• _Assigned task_:
Output every entry exactly, from the first line to the last.

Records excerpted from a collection
▬▬▬
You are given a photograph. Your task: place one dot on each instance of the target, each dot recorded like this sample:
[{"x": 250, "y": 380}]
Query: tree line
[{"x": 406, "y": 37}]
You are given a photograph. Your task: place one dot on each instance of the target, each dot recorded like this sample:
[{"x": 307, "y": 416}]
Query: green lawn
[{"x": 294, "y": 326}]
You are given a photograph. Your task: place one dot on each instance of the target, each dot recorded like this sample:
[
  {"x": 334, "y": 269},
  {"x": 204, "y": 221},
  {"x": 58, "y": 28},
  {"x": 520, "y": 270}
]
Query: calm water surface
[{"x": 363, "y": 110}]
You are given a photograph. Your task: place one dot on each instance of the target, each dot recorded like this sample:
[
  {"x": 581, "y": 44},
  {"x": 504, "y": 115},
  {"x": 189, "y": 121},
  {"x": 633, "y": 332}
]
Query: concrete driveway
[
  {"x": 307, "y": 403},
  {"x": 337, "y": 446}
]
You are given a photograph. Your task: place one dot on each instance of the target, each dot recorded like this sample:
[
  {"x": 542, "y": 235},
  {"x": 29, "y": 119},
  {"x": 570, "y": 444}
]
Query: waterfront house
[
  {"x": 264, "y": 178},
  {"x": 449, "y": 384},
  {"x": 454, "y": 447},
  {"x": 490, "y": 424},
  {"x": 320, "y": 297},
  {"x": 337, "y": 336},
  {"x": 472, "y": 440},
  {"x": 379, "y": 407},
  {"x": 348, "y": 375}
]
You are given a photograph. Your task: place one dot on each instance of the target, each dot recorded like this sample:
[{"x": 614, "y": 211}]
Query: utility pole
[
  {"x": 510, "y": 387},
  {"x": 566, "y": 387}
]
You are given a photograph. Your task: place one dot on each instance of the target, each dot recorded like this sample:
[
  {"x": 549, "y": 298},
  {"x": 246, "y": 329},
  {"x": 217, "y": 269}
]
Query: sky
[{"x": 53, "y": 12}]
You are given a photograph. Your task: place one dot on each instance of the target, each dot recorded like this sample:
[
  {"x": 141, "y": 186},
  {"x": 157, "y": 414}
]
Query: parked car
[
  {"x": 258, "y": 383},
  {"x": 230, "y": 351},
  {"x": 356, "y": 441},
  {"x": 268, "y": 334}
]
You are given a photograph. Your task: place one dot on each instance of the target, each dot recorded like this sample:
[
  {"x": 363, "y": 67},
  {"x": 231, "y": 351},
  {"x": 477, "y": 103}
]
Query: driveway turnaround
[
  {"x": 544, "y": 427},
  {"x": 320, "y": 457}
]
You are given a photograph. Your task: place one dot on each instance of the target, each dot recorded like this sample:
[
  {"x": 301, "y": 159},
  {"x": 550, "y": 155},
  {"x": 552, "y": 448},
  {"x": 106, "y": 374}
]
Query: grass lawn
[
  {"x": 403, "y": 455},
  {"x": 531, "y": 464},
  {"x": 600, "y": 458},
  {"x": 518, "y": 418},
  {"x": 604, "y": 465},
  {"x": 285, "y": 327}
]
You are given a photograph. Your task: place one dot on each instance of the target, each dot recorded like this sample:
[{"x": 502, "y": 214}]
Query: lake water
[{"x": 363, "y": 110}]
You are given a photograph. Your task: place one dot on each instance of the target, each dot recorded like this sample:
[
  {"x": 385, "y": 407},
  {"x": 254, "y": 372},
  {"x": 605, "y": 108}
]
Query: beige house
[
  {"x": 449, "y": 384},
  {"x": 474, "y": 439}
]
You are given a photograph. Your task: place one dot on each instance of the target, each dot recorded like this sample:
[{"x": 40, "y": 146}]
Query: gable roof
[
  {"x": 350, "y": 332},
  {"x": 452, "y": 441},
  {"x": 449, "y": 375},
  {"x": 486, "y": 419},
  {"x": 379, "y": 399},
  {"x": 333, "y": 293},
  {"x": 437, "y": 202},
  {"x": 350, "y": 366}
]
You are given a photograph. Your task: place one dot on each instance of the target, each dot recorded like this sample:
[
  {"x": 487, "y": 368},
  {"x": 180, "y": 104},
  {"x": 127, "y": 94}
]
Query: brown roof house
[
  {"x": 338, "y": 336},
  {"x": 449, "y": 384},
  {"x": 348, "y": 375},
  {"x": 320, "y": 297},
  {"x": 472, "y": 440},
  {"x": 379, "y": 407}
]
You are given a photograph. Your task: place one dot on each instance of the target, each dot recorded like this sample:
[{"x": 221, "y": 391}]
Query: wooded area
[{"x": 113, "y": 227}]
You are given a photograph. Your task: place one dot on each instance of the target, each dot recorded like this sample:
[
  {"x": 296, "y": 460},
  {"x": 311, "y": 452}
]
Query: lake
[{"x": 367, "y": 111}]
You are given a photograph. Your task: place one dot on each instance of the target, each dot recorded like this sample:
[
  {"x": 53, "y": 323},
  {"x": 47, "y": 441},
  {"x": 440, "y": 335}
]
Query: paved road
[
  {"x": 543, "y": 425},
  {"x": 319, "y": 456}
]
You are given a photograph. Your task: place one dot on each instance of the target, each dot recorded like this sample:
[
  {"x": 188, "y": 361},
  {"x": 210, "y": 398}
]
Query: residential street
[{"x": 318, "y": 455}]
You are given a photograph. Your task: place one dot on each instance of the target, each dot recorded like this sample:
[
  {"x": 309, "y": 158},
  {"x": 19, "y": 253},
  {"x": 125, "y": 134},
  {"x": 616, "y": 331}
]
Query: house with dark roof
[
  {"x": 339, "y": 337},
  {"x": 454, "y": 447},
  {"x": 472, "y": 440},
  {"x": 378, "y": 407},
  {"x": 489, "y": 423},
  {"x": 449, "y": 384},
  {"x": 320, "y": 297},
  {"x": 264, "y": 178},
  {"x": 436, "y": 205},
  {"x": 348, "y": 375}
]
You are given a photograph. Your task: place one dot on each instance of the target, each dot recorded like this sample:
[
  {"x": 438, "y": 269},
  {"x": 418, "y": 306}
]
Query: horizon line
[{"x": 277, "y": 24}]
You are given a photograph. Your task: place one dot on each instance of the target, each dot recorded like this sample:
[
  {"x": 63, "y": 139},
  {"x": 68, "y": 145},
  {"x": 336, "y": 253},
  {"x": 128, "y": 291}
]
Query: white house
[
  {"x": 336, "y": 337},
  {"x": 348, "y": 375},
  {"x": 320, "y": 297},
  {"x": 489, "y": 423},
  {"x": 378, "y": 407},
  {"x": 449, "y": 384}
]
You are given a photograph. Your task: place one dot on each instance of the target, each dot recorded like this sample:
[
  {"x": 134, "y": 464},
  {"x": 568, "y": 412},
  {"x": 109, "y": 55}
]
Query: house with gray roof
▬▬▬
• _Result of the task_:
You are given a photograph. Your task: place one dot on each instance of the target, each dot recorded like this sample:
[{"x": 250, "y": 380}]
Query: tree line
[{"x": 406, "y": 37}]
You are given a photograph. Your task: place one dot on each instance of the target, each dot recorded like this sample:
[{"x": 307, "y": 416}]
Query: green lawn
[{"x": 294, "y": 326}]
You are given a photograph. Your task: place one dot on each instance of the target, each dot recorded like this sample:
[
  {"x": 334, "y": 269},
  {"x": 204, "y": 221},
  {"x": 58, "y": 28},
  {"x": 520, "y": 270}
]
Query: calm water surface
[{"x": 363, "y": 110}]
You are given a photograph. Your task: place one dot on each instance of the target, each dot recorded like this sample:
[
  {"x": 581, "y": 44},
  {"x": 504, "y": 115},
  {"x": 189, "y": 121},
  {"x": 633, "y": 332}
]
Query: concrete driveway
[
  {"x": 307, "y": 403},
  {"x": 337, "y": 446}
]
You are given a photograph. Your task: place one dot on each instance of the target, each dot recorded like this sample:
[
  {"x": 542, "y": 235},
  {"x": 29, "y": 119},
  {"x": 570, "y": 444}
]
Query: waterfront house
[
  {"x": 264, "y": 178},
  {"x": 449, "y": 384},
  {"x": 454, "y": 447},
  {"x": 490, "y": 424},
  {"x": 320, "y": 297},
  {"x": 337, "y": 336},
  {"x": 472, "y": 440},
  {"x": 379, "y": 407},
  {"x": 348, "y": 375}
]
You are given a photograph. Your task: place one dot on each instance of the target, each dot recorded like this sample:
[{"x": 614, "y": 211}]
Query: utility pole
[
  {"x": 510, "y": 387},
  {"x": 566, "y": 387}
]
You are given a photograph. Your task: place one dot on each instance of the target, each dot recorded like this sample:
[
  {"x": 549, "y": 298},
  {"x": 246, "y": 329},
  {"x": 217, "y": 269}
]
Query: sky
[{"x": 53, "y": 12}]
You are given a photograph. Your task: place one dot on each instance of the target, each dot recorded like this sample:
[
  {"x": 141, "y": 186},
  {"x": 157, "y": 414}
]
Query: parked car
[
  {"x": 258, "y": 383},
  {"x": 230, "y": 351},
  {"x": 356, "y": 441},
  {"x": 268, "y": 334}
]
You are given a photograph. Your task: place one dot on each instance of the target, each dot recorded like this sample:
[
  {"x": 363, "y": 67},
  {"x": 231, "y": 351},
  {"x": 477, "y": 103}
]
Query: driveway turnaround
[
  {"x": 544, "y": 427},
  {"x": 320, "y": 457}
]
You are given a photograph. Your task: place one dot on each instance of the target, each dot recorded like this sample:
[
  {"x": 301, "y": 159},
  {"x": 550, "y": 155},
  {"x": 552, "y": 448},
  {"x": 106, "y": 374}
]
Query: grass lawn
[
  {"x": 403, "y": 455},
  {"x": 531, "y": 464},
  {"x": 600, "y": 458},
  {"x": 518, "y": 418},
  {"x": 604, "y": 465},
  {"x": 285, "y": 327}
]
You are given a photograph. Your task: place one dot on each instance of the target, each dot recorded like this sample:
[{"x": 502, "y": 214}]
Query: lake water
[{"x": 363, "y": 110}]
You are given a photograph. Your task: place one dot on each instance of the target, each dot recorded like this sample:
[
  {"x": 385, "y": 407},
  {"x": 254, "y": 372},
  {"x": 605, "y": 108}
]
Query: beige house
[
  {"x": 449, "y": 384},
  {"x": 474, "y": 439}
]
You are given a photograph. Your task: place one dot on each instance of the target, each dot recorded like this sample:
[{"x": 40, "y": 146}]
Query: gable roof
[
  {"x": 350, "y": 332},
  {"x": 452, "y": 441},
  {"x": 449, "y": 375},
  {"x": 486, "y": 419},
  {"x": 379, "y": 399},
  {"x": 333, "y": 293},
  {"x": 437, "y": 202},
  {"x": 350, "y": 366}
]
You are given a photograph. Your task: place one dot on each instance of the target, each dot recorded like this sample:
[
  {"x": 487, "y": 368},
  {"x": 180, "y": 104},
  {"x": 127, "y": 94}
]
Query: brown roof house
[
  {"x": 338, "y": 336},
  {"x": 449, "y": 384},
  {"x": 348, "y": 375},
  {"x": 320, "y": 297},
  {"x": 472, "y": 440},
  {"x": 379, "y": 407}
]
You are given a photograph. Your task: place one dot on each instance of the target, each dot recorded like this sample:
[{"x": 221, "y": 391}]
Query: wooded area
[{"x": 113, "y": 227}]
You are given a photograph. Your task: place one dot on each instance of the target, each dot recorded like this sample:
[
  {"x": 296, "y": 460},
  {"x": 311, "y": 452}
]
Query: lake
[{"x": 367, "y": 111}]
You are given a photograph. Your task: place one dot on each instance of the target, each dot recorded like this sample:
[
  {"x": 53, "y": 323},
  {"x": 47, "y": 441},
  {"x": 440, "y": 335}
]
Query: paved road
[
  {"x": 543, "y": 425},
  {"x": 319, "y": 456}
]
You are given a photograph. Your task: place one dot on each instance of the target, each dot recorded like this sample:
[
  {"x": 188, "y": 361},
  {"x": 210, "y": 398}
]
Query: residential street
[{"x": 318, "y": 455}]
You are given a photograph. Your task: place one dot on each instance of the target, each dot recorded like this sample:
[
  {"x": 309, "y": 158},
  {"x": 19, "y": 253},
  {"x": 125, "y": 134},
  {"x": 616, "y": 331}
]
Query: house with dark roof
[
  {"x": 339, "y": 337},
  {"x": 454, "y": 447},
  {"x": 472, "y": 440},
  {"x": 378, "y": 407},
  {"x": 489, "y": 423},
  {"x": 449, "y": 384},
  {"x": 320, "y": 297},
  {"x": 264, "y": 178},
  {"x": 436, "y": 205},
  {"x": 348, "y": 375}
]
You are given a photograph. Your task: place one dot on each instance of the target, each dot recorded like this sample:
[
  {"x": 438, "y": 269},
  {"x": 418, "y": 306}
]
Query: horizon line
[{"x": 277, "y": 24}]
You are given a photograph. Your task: place one dot on each instance of the target, each dot recorded like this sample:
[
  {"x": 63, "y": 139},
  {"x": 68, "y": 145},
  {"x": 336, "y": 253},
  {"x": 128, "y": 291}
]
Query: white house
[
  {"x": 336, "y": 337},
  {"x": 348, "y": 375},
  {"x": 320, "y": 297},
  {"x": 489, "y": 423},
  {"x": 378, "y": 407},
  {"x": 449, "y": 384}
]
You are given a photograph. Your task: place one dot on each instance of the target, each dot recorded like this sample:
[
  {"x": 134, "y": 464},
  {"x": 568, "y": 412},
  {"x": 109, "y": 55}
]
Query: house with gray roof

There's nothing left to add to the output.